EXERCISE DETAILS: Send back the entries below exactly as they appear.

PROVIDED RECORDS:
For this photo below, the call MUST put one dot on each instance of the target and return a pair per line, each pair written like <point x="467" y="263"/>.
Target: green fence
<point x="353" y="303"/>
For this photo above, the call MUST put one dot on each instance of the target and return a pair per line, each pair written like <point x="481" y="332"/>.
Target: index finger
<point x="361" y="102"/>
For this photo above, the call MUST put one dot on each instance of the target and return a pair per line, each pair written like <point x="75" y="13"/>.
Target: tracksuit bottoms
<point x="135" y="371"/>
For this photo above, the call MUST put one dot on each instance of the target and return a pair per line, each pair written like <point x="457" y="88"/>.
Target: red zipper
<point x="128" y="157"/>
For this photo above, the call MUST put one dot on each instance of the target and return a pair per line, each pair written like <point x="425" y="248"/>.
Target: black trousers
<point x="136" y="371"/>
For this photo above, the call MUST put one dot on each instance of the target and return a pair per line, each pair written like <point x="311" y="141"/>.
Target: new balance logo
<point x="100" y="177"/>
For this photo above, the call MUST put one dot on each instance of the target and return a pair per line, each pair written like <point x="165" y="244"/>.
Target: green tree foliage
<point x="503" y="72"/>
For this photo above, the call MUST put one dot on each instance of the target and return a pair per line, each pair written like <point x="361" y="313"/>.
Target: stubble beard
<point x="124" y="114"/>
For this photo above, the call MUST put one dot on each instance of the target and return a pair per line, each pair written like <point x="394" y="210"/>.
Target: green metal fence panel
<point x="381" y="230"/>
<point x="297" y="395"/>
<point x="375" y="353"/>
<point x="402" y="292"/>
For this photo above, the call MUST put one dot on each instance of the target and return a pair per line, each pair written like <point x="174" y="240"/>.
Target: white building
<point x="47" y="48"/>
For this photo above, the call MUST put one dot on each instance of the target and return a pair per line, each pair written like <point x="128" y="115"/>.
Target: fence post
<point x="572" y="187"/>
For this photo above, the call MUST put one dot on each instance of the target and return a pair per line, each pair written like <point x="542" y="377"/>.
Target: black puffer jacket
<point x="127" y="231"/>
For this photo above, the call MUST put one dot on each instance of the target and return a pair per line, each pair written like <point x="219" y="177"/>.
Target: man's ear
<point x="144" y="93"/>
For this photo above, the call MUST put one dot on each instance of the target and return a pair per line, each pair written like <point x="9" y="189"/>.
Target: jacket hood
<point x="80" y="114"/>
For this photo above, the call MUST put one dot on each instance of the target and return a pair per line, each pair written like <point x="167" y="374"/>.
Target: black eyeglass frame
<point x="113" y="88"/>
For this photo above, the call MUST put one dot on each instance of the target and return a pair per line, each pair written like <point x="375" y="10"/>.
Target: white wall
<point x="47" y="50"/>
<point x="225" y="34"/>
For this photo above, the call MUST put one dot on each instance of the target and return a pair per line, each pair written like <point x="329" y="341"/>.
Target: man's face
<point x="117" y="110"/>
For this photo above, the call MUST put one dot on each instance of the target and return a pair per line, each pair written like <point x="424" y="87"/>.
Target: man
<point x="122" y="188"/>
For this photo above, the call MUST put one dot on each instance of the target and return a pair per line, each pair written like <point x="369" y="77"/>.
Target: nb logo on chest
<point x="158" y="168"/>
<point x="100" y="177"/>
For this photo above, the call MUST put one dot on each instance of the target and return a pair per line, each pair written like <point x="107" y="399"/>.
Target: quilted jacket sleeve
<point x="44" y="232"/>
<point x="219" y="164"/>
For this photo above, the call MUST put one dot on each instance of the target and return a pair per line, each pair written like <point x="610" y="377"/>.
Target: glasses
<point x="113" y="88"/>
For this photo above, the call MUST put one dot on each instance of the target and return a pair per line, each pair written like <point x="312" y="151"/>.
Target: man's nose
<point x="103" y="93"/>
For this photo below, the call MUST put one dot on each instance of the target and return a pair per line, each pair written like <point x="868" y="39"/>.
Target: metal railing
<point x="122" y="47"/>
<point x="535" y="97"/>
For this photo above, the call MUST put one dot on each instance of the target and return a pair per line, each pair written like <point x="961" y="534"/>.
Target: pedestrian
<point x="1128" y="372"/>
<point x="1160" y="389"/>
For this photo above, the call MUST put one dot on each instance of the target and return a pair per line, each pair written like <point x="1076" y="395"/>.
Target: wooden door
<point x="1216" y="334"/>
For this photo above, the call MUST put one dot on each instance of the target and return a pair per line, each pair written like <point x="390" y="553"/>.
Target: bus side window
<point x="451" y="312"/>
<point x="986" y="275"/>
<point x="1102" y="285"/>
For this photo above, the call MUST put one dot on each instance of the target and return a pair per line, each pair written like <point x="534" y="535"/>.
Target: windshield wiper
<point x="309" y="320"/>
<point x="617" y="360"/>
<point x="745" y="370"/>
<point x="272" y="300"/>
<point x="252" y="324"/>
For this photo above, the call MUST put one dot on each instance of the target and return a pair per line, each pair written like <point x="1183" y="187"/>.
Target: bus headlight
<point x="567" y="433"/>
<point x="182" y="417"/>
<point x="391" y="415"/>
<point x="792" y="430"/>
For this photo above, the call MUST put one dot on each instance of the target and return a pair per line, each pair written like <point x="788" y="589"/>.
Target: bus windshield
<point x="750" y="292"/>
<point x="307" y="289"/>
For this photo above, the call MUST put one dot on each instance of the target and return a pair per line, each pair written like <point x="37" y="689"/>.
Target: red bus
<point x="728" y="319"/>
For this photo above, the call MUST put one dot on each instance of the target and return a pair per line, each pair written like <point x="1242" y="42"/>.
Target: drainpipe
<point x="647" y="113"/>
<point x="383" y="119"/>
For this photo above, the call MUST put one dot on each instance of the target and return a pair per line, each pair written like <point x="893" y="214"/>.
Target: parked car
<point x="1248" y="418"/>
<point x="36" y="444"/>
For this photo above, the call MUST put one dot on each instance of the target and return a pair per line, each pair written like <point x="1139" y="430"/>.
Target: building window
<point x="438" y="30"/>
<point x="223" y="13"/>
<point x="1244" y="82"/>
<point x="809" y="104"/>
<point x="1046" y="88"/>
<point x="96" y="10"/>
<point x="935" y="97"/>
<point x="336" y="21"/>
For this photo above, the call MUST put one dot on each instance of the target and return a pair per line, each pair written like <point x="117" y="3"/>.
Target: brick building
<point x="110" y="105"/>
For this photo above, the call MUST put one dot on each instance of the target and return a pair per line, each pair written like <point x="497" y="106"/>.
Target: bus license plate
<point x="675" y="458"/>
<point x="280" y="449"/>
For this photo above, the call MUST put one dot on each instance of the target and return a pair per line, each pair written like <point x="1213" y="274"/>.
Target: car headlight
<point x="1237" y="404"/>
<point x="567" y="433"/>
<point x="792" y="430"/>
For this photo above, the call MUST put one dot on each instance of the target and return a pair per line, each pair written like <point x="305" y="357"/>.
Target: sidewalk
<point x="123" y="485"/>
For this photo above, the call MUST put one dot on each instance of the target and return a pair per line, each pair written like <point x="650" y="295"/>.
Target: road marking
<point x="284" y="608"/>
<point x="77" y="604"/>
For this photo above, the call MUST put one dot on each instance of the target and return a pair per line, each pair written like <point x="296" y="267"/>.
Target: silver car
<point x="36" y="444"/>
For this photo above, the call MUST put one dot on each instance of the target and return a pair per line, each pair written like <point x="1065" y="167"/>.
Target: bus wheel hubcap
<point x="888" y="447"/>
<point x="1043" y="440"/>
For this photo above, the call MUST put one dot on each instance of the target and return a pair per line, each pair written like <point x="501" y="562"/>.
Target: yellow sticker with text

TASK RESULT:
For this photo below, the call MUST put one dot on each instance of the target and return a pair per line, each pair written like <point x="467" y="263"/>.
Target: green fence
<point x="353" y="303"/>
For this photo above, the call MUST put one dot on each instance of the target and return a pair per line, each pair written like <point x="481" y="332"/>.
Target: index finger
<point x="361" y="102"/>
For this photo above, the call MUST put one dot on each instance of the target and return a pair per line, each pair written like <point x="75" y="13"/>.
Target: tracksuit bottoms
<point x="135" y="371"/>
For this photo above, the call MUST put one dot on each instance of the target and return a pair per line, each pair written like <point x="457" y="88"/>.
Target: red zipper
<point x="128" y="157"/>
For this photo above, the call MUST put one dot on each instance of the target and return a pair per line, each pair written like <point x="425" y="248"/>.
Target: black trousers
<point x="136" y="371"/>
For this photo above, the call MUST put one dot on each instance of the target and return a pair per line, each pair written like <point x="311" y="141"/>.
Target: new balance logo
<point x="100" y="177"/>
For this photo above, the call MUST put one dot on each instance of the target and return a pair per line, each pair written like <point x="165" y="244"/>.
Target: green tree foliage
<point x="503" y="72"/>
For this photo above, the call MUST put one dot on each instance of the target and return a pair per line, each pair written like <point x="361" y="313"/>.
Target: stubble beard
<point x="124" y="114"/>
For this photo above, the call MUST put one dot on each instance of the target and return a pair per line, each pair written like <point x="394" y="210"/>.
Target: green metal fence panel
<point x="381" y="230"/>
<point x="297" y="395"/>
<point x="375" y="353"/>
<point x="402" y="292"/>
For this photo above, the call MUST put one dot on each instance of the target and return a pair per line, each pair written like <point x="174" y="240"/>.
Target: white building
<point x="47" y="48"/>
For this photo above, the call MUST put one dot on each instance of the target and return a pair per line, each pair written like <point x="128" y="115"/>.
Target: fence post
<point x="572" y="187"/>
For this photo above, the call MUST put one dot on each instance of the target and return a pair per line, each pair written like <point x="542" y="377"/>.
Target: black puffer jacket
<point x="127" y="231"/>
For this photo above, the call MUST put one dot on each instance of the target and return a pair per line, each pair written like <point x="219" y="177"/>.
Target: man's ear
<point x="144" y="93"/>
For this photo above, the call MUST put one dot on each instance of the target and return a pair per line, each pair written like <point x="9" y="189"/>.
Target: jacket hood
<point x="80" y="114"/>
For this photo above, the call MUST put one dot on each instance of the target and return a pair per line, each pair written like <point x="167" y="374"/>.
Target: black eyeglass frame
<point x="113" y="88"/>
For this photo above, the call MUST put one dot on each instance of the target and return a pair per line, each pair written like <point x="375" y="10"/>.
Target: white wall
<point x="47" y="50"/>
<point x="225" y="34"/>
For this photo above, the call MUST put one dot on each instance of the target and return a pair per line, each pair written like <point x="329" y="341"/>.
Target: man's face
<point x="117" y="110"/>
For this photo above, the call MUST put one dot on each instance of the target and return a pair per line, each pair written like <point x="424" y="87"/>.
Target: man
<point x="122" y="188"/>
For this photo above, the call MUST put one dot on each instance of the target and return a pair per line, each pair written like <point x="369" y="77"/>.
Target: nb logo on chest
<point x="158" y="168"/>
<point x="100" y="177"/>
For this photo above, the call MUST put one dot on each instance of the target and return a pair per line, each pair written like <point x="107" y="399"/>.
Target: quilted jacket sleeve
<point x="44" y="232"/>
<point x="219" y="164"/>
For this photo above, the call MUST put one dot on each instance of the target and return a pair per line, each pair written like <point x="610" y="377"/>.
Target: glasses
<point x="113" y="88"/>
For this photo above, the call MUST put one dot on each instance of the target and return a pair per line, each pair written like <point x="312" y="151"/>.
Target: man's nose
<point x="103" y="93"/>
For this photo below, the call MUST put one dot on each instance of the target and return a pair per line, each pair written like <point x="868" y="39"/>.
Target: metal railing
<point x="122" y="47"/>
<point x="535" y="97"/>
For this photo above, the call MUST put one dot on each instance of the target and return a pair per line, each pair written like <point x="961" y="534"/>.
Target: pedestrian
<point x="1128" y="372"/>
<point x="1160" y="389"/>
For this photo above, the call MUST put one dot on each instance of the target and return a pair per line, each pair written like <point x="1076" y="395"/>.
Target: wooden door
<point x="1216" y="334"/>
For this photo above, the call MUST put one dot on each instance of the target and return a pair per line, each pair written like <point x="390" y="553"/>.
Target: bus side window
<point x="451" y="312"/>
<point x="986" y="275"/>
<point x="1102" y="285"/>
For this photo above, the call MUST put one dot on each instance of the target and return a pair per line, each pair written like <point x="534" y="535"/>.
Target: windshield wiper
<point x="309" y="320"/>
<point x="617" y="360"/>
<point x="745" y="370"/>
<point x="272" y="300"/>
<point x="252" y="324"/>
For this photo above, the call MUST put one dot on each instance of the target and return a pair per line, each pair written like <point x="1183" y="187"/>.
Target: bus headlight
<point x="567" y="433"/>
<point x="182" y="417"/>
<point x="391" y="415"/>
<point x="792" y="430"/>
For this photo above, the call MUST put one dot on each instance of the target and return a pair per line, each pair written like <point x="788" y="589"/>.
Target: bus windshield
<point x="750" y="292"/>
<point x="307" y="289"/>
For this photo above, the call MUST put one dot on each instance of the target and return a pair per line, each pair written like <point x="37" y="689"/>.
Target: red bus
<point x="728" y="319"/>
For this photo above, the call MUST put one dot on each instance of the target and return a pair per line, each pair written like <point x="1242" y="42"/>.
Target: drainpipe
<point x="647" y="113"/>
<point x="383" y="119"/>
For this photo above, the call MUST put one dot on each instance of the target and return a pair per line, each pair written like <point x="893" y="214"/>.
Target: parked car
<point x="1248" y="418"/>
<point x="36" y="444"/>
For this photo above, the call MUST put one dot on each instance of the target and return a pair per line, each pair written like <point x="1139" y="430"/>.
Target: building window
<point x="438" y="30"/>
<point x="223" y="13"/>
<point x="1244" y="82"/>
<point x="809" y="104"/>
<point x="1046" y="88"/>
<point x="96" y="10"/>
<point x="935" y="97"/>
<point x="336" y="21"/>
For this photo above, the call MUST put one dot on each instance of the target and return a pair per line, each pair written like <point x="117" y="3"/>.
Target: brick building
<point x="110" y="105"/>
For this photo above, the call MUST put one dot on each instance of the target and return a pair per line, each pair written like <point x="497" y="106"/>.
Target: bus license plate
<point x="675" y="458"/>
<point x="280" y="449"/>
For this photo above, the call MUST put one dot on each instance of the target and return a pair per line, each pair written like <point x="1213" y="274"/>.
Target: car headlight
<point x="1237" y="404"/>
<point x="567" y="433"/>
<point x="792" y="430"/>
For this photo above, the call MUST put one dot on each instance of the target and return a pair per line, each pair written like <point x="305" y="357"/>.
Target: sidewalk
<point x="123" y="485"/>
For this photo above, the call MUST put one dot on each instance of the target and return a pair per line, each pair written like <point x="650" y="295"/>.
Target: road marking
<point x="284" y="608"/>
<point x="77" y="604"/>
For this photo above, the call MUST put one dot on each instance of the target and return a pair per line, each pair written like <point x="296" y="267"/>.
Target: silver car
<point x="36" y="444"/>
For this photo above, the call MUST put one dot on each instance of the target and return a pair per line, each pair written like <point x="1065" y="167"/>.
Target: bus wheel hubcap
<point x="888" y="447"/>
<point x="1043" y="440"/>
For this photo above, the call MUST put one dot on each instance of the target and return a pair per line, each pair written like <point x="501" y="562"/>.
Target: yellow sticker with text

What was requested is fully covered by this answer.